[Records from a data collection]
★ ★ ★
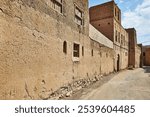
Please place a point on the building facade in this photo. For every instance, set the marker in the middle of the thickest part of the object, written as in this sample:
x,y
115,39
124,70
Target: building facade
x,y
134,49
146,55
107,19
46,44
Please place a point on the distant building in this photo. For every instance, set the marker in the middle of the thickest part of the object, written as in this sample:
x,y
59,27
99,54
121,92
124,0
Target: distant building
x,y
134,49
146,55
46,44
107,19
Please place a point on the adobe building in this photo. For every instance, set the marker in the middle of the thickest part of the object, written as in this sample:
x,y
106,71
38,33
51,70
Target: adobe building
x,y
107,19
146,55
46,44
134,49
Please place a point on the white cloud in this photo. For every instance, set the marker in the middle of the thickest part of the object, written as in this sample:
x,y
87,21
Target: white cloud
x,y
139,18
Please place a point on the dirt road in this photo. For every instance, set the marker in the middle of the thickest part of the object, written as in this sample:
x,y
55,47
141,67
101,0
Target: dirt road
x,y
126,85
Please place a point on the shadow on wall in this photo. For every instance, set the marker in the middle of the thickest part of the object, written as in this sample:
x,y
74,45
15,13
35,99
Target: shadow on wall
x,y
147,69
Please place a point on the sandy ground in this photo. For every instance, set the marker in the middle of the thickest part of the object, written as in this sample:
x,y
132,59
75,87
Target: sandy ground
x,y
126,85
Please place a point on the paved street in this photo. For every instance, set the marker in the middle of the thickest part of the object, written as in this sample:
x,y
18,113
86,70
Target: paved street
x,y
129,84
★ ★ ★
#### What you need to do
Please say how many lines in the entries hold the string "instance". Give only the number.

#### Result below
8